* **About this task**: Sort through the data and copy the lines holding the word "form".

* **Recorded data**:
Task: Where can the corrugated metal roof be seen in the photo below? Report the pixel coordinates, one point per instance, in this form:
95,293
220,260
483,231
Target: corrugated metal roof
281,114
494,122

* * *

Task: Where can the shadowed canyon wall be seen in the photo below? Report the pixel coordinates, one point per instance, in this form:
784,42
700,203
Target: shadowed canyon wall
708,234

* **Result of this task**:
Task: Where can the corrugated metal roof be seen in the photo below? Report the pixel coordinates, one point per instance, in this form:
Task: Where can the shadowed canyon wall be seen in the photo below? Report the pixel coordinates, one point per instance, in this form:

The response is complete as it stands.